**** Отрывок для чтения ****

Журнальный клуб Интелрос » Дружба Народов » №9, 2015
Читая казахских авторов
«Джубаб всю ночь ломился через апартаменты, поэтому зардар провел бессонную ночь…»
Аслан Жаксылыков
Вы понимаете, кто ломился и кто провел ночь? А это так важно? Из контекста ведь ясно: не спал — правитель. Или командующий. А пусть хоть сам император… ну и что? Если истрепанные старые слова растворяются в волнах прошлого, то пусть воссияет величественное слово кахан… А джубаб — слово истрепанное или величественное? То ли дерево, которое ломилось, то ли вихрь, который ломился сквозь дерево… Да не в этом же дело! А в том, что выяснит зардар, прочитав поданный ему манускрипт, который написал… какой-то «Малыш-утенок»… Кто?! Да не важно кто, а важно то, что там написано!
Читаю:
«Где наш дом?.. Ушедший то ли на Восток, то ли на Запад, через кукурузные, подсолнуховые, гречишные и пшеничные поля прямо к солнцу, восстающему над миром, словно огненная птица?..»
А что если повествователь — не мечтатель, смакующий легенды об огненной птице, а «кадровый офицер современных космических войск, штурман корабля, удерживающий в голове маршрут сквозь галактику, червячный проход и вакуумный двигатель…»
И дальше:
«Как будто я знаю, как какую кнопку нажимать… Но не пойму, где я, на какой планете и кто я»…
Так смысл в том, чтобы сцепить, сопрячь, соизмерить ситуацию мироздания, когда ему грозит новая «война эпох», и тысячелетнюю историю, когда «все, чем обычно занимается человек — это движения тлетворной иллюзии, прокладывающей норы и ходы в теле великой матери-Майи, жизни, не имеющей ни начала, ни конца…»
Дальше, дальше!

**** Записи данных ****

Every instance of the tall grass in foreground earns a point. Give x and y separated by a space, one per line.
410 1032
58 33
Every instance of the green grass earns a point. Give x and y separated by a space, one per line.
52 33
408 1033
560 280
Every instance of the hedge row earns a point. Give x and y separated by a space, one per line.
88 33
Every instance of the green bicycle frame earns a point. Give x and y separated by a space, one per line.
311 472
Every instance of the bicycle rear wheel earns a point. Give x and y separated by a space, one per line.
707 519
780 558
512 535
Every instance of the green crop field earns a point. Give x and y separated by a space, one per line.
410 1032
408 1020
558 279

****
**** Записи данных ****

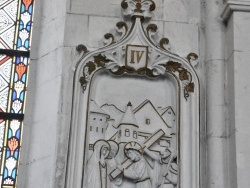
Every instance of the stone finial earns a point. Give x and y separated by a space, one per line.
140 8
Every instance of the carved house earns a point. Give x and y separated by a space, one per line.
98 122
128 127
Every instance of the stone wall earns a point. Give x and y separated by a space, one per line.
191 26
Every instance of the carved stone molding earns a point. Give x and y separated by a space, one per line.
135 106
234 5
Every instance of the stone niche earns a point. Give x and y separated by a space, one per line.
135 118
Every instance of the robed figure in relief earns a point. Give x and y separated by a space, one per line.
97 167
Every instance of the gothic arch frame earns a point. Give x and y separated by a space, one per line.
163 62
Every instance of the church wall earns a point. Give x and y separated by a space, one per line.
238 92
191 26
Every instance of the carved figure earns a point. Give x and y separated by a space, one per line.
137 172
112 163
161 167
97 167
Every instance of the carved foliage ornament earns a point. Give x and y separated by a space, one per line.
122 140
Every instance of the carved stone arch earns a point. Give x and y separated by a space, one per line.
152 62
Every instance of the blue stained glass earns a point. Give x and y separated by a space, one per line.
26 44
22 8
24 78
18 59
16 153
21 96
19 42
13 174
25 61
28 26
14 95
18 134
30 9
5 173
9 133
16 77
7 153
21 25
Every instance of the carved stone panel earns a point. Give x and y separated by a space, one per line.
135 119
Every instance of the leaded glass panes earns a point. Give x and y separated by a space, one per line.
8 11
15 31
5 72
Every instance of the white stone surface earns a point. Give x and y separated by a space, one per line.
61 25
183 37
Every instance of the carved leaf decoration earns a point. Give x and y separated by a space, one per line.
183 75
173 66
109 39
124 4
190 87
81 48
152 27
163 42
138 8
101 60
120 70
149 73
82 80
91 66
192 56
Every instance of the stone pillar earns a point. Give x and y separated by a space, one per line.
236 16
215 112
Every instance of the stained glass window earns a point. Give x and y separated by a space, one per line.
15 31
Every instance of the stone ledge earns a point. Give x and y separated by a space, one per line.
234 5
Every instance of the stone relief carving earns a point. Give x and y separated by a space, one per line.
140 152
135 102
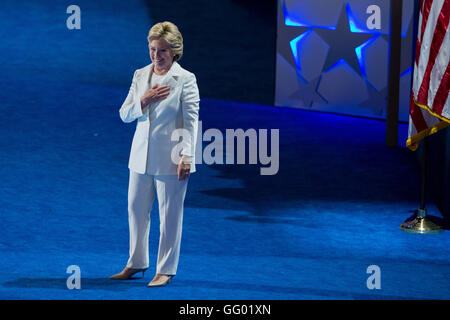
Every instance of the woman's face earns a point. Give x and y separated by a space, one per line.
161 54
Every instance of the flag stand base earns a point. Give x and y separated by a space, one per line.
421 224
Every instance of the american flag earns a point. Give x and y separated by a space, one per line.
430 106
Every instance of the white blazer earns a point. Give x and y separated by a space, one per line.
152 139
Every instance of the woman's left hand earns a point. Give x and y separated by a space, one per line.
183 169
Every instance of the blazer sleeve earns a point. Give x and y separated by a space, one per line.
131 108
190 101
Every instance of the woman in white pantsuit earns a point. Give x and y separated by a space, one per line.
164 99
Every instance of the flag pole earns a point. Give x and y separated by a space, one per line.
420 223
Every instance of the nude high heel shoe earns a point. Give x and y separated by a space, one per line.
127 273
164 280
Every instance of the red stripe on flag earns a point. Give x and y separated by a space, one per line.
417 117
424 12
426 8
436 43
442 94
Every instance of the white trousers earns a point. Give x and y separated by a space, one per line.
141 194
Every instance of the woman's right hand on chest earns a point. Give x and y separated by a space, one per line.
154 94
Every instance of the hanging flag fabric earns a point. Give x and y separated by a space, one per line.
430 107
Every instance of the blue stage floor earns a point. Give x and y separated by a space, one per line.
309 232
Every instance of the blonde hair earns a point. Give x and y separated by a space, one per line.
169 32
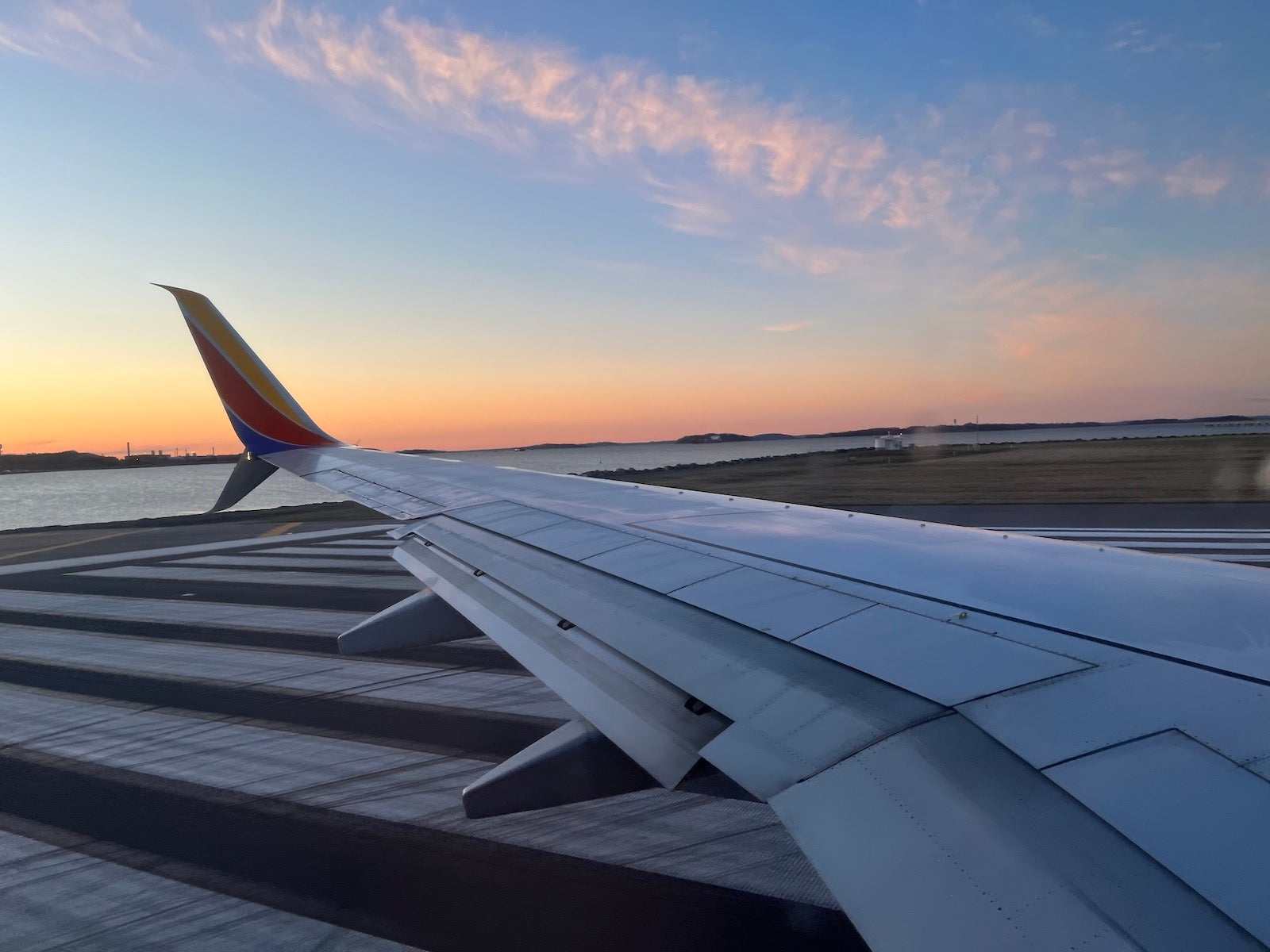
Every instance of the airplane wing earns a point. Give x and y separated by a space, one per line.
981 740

****

Что сделать
Допишите продолжение отрывка о чтении казахских авторов, начав сразу после его последней фразы. Листинг — отдельный материал, с отрывком он не связан.

Ответ на задание
«Не успеет человек задумать дело, как оно уже осыпается тленом и прахом, ибо в начале любого замысла смерть заселяется личинкой в его ядре, поэтому скорбь по неизбежному концу — удел всех живущих…»
Ну, вот, скорбь… «Ужас перед неведомым». Лейтмотив новой казахской прозы, бесстрашно переданный доктором филологии Асланом Жаксылыковым (автором романов и повестей, а также научных трудов: монографий, учебных пособий и статей…) Возвращаюсь к главной мысли (роман называется «Возвращение»): неистребима у человечества жажда научного прогресса и неизбежна идущая от нее смертельная опасность для этого самого человечества…
Откуда у шестидесятилетних властителей дум такая фатальная готовность к неведомым бедам и как она сочетается с чувством пьянящей свободы, волей истории дарованной теперь независимым народам? Глобальные трагические мотивы сочетаются со скрупулезно точными приметами жизни тех поколений, что взращены мирной, послевоенной, послесталинской эпохой: подробности светятся сквозь озноб едва миновавшей «холодной войны». Алибек Байбол, тридцатилетний журналист, описывая покосившиеся дома, поясняет для забывчивых: в народе такие дома называются «хрущевками»…
Покосилась недавняя история — новая литература казахов всматривается в новые пейзажи…
«Где наш дом?..»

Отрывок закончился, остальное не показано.